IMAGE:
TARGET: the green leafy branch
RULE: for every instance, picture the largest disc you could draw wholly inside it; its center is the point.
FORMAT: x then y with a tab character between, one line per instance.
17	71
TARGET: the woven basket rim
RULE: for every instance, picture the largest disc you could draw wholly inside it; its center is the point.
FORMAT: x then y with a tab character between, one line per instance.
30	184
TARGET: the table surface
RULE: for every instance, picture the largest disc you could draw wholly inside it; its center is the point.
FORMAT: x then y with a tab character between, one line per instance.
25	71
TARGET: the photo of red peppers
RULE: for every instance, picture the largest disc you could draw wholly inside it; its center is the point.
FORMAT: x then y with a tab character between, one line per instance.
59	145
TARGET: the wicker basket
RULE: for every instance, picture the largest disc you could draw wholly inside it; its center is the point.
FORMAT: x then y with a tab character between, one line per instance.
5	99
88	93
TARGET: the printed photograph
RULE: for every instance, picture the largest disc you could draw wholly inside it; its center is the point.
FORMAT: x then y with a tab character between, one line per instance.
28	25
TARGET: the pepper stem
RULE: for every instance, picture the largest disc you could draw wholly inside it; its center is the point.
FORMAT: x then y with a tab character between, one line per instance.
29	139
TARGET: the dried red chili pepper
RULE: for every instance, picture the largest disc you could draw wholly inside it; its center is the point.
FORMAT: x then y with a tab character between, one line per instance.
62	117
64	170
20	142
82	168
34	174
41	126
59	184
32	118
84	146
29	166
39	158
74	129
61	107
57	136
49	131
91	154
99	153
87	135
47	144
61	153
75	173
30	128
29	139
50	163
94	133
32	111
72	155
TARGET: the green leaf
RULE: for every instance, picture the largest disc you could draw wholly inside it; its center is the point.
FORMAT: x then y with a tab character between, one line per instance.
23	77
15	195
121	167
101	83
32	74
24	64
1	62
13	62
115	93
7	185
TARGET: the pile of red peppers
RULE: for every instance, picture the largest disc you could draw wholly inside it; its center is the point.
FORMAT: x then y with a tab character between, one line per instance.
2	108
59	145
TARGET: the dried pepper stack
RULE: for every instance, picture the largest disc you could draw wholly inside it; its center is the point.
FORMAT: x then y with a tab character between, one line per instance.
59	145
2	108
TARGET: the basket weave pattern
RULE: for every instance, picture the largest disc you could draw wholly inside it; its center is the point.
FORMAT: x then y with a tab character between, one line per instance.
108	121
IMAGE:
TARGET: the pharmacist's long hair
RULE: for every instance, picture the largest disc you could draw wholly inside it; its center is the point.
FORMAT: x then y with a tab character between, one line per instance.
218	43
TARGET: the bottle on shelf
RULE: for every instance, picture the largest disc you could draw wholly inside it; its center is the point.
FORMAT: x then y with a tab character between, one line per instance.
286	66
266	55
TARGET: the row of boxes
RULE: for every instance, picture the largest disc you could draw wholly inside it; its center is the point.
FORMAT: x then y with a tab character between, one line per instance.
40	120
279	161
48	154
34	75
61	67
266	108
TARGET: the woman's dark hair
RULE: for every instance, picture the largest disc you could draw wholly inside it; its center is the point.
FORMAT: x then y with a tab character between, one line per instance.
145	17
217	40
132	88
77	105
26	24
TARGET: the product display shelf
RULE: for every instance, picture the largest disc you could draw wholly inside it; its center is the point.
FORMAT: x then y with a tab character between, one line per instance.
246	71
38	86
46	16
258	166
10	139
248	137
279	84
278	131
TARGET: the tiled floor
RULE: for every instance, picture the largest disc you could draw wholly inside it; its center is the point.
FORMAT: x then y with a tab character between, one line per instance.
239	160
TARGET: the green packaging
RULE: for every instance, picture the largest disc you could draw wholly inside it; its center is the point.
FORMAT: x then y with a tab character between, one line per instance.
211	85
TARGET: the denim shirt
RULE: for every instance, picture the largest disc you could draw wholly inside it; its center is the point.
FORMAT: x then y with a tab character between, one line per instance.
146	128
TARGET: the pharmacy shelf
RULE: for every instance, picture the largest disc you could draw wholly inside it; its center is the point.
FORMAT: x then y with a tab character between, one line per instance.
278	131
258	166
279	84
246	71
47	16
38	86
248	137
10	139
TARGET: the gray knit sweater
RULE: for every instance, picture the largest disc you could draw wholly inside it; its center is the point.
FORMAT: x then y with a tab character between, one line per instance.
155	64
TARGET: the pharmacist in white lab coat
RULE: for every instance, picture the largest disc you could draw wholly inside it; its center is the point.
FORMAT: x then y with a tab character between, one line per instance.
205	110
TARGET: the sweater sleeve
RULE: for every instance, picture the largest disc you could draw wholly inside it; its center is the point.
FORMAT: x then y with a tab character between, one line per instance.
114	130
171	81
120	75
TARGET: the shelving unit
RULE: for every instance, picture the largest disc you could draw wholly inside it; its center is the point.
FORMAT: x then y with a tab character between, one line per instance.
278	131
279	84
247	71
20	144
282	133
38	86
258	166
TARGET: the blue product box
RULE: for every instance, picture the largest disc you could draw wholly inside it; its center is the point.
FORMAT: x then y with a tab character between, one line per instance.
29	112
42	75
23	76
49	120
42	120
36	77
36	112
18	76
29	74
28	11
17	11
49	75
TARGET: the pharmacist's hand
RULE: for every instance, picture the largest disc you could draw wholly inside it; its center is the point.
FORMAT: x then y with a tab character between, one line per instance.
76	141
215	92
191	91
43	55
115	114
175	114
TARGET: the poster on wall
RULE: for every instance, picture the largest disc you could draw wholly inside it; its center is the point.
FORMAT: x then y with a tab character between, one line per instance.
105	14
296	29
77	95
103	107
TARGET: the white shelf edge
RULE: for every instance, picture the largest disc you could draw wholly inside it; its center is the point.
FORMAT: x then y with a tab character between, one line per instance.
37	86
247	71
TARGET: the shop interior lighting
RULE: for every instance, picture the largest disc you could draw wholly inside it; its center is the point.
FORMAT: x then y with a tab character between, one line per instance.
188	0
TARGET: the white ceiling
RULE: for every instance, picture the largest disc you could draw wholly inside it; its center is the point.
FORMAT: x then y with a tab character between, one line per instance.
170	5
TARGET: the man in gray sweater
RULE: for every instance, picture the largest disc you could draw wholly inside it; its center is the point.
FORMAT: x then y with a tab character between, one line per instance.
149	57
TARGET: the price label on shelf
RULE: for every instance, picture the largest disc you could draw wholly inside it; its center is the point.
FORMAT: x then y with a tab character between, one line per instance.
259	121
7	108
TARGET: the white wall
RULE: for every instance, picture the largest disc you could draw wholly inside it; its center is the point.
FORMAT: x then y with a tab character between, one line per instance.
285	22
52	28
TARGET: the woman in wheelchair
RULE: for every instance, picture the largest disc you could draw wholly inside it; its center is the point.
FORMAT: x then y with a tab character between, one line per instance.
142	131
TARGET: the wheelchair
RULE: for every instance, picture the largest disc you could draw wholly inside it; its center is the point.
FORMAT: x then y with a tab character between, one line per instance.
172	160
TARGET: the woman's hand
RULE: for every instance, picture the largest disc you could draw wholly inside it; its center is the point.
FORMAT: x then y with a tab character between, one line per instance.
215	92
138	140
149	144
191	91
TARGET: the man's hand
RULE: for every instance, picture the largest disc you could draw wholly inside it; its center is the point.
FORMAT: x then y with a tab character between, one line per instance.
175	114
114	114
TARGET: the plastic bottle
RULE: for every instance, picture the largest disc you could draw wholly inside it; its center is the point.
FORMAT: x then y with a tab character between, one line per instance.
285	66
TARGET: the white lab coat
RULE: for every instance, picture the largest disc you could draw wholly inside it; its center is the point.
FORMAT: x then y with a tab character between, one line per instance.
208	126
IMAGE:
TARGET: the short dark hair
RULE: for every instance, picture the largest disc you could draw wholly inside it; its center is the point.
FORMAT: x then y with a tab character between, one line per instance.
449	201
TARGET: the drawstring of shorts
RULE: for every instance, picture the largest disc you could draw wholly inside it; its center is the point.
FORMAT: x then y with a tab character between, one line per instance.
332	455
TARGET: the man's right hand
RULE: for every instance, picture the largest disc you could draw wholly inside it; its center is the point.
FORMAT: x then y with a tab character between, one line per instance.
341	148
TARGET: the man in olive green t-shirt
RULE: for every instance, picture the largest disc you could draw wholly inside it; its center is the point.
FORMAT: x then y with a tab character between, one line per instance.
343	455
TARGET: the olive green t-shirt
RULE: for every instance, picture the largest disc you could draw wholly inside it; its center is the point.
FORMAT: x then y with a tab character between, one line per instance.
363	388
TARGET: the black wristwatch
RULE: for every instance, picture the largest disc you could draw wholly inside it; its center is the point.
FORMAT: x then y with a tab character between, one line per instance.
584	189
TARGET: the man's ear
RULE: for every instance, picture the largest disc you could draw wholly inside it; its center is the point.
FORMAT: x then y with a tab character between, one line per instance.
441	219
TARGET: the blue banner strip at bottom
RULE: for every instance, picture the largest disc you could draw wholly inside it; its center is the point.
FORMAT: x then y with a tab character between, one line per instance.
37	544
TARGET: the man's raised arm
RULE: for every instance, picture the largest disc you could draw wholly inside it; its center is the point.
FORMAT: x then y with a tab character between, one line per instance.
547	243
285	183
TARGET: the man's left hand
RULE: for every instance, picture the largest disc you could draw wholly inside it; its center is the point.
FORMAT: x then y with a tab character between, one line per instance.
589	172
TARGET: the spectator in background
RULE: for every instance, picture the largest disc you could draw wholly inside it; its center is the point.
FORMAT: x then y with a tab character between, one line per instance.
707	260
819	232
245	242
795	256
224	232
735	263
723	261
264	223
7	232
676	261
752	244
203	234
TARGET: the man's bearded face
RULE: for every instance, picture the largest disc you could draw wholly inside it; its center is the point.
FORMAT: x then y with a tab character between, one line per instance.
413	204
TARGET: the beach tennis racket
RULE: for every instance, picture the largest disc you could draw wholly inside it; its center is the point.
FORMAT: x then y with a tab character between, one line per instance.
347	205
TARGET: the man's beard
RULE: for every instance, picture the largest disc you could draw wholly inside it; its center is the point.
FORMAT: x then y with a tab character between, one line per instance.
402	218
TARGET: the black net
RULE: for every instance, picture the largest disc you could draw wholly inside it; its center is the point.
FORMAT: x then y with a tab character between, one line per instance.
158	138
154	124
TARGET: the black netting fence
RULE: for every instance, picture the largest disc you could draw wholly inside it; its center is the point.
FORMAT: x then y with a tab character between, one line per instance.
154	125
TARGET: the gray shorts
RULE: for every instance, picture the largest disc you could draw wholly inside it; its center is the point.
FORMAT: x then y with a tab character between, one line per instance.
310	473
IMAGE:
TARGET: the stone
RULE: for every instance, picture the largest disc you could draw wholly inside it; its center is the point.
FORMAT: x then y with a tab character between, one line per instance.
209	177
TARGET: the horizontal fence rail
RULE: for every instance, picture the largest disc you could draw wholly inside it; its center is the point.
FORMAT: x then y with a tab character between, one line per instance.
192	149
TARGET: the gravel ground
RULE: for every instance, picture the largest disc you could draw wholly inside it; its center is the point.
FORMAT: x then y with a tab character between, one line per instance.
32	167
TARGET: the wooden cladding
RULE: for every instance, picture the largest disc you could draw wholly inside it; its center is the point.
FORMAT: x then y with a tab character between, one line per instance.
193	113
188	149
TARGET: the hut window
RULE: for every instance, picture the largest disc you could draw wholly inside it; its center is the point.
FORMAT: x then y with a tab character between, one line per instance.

• • • • • • •

Task requirements:
Repeat the lines from the one with "TARGET: the gravel ground" through the end of the records, swapping "wooden" for "timber" and leaving everything else as it is.

Expected output:
TARGET: the gravel ground
RULE: for every instance, picture the largest disc you could draw wholly inside it; its center is the point.
FORMAT: x then y with a tab character between, one line per instance.
32	167
TARGET: the timber cladding
RULE: for every instance, picture the largest disc you could draw wholly inside it; its center is the point.
FORMAT: x then y with a tab character between, one line per instance.
193	113
188	149
TARGET: the hut window
RULE: for every instance, picture the largest disc you could draw wholly inside it; its center is the point.
FORMAT: x then y with a tab character between, one line per instance.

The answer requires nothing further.